### Your instructions
Count the lines in the material below that contain the string "horizon", and reply with only that number.

### Data extract
++++++

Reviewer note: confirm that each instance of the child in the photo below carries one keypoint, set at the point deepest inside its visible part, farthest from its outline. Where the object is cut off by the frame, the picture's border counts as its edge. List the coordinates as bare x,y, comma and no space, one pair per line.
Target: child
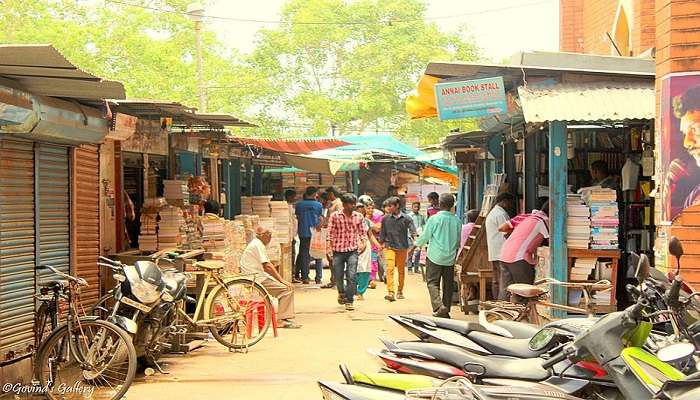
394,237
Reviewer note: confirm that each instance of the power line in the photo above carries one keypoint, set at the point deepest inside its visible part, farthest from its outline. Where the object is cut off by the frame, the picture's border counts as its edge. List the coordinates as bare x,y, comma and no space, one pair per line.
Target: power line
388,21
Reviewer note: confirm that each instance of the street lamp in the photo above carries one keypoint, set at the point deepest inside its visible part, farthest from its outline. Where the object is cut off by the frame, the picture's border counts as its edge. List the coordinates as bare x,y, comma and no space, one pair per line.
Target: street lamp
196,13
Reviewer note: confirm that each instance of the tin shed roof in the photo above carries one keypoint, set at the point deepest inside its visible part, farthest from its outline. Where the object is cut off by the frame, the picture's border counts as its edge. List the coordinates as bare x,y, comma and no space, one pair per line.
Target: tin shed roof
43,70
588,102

++++++

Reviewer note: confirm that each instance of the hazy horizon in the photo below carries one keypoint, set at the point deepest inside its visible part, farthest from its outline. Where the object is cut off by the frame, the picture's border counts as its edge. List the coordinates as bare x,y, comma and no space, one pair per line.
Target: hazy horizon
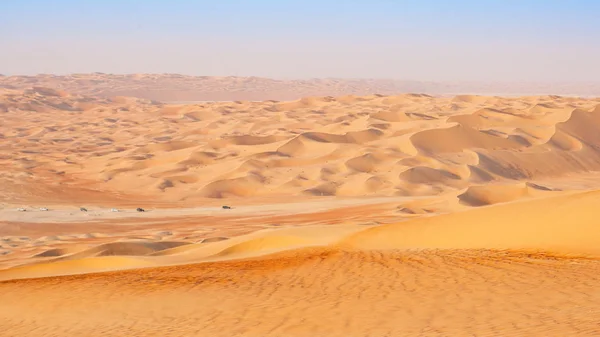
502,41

++++++

### The result
2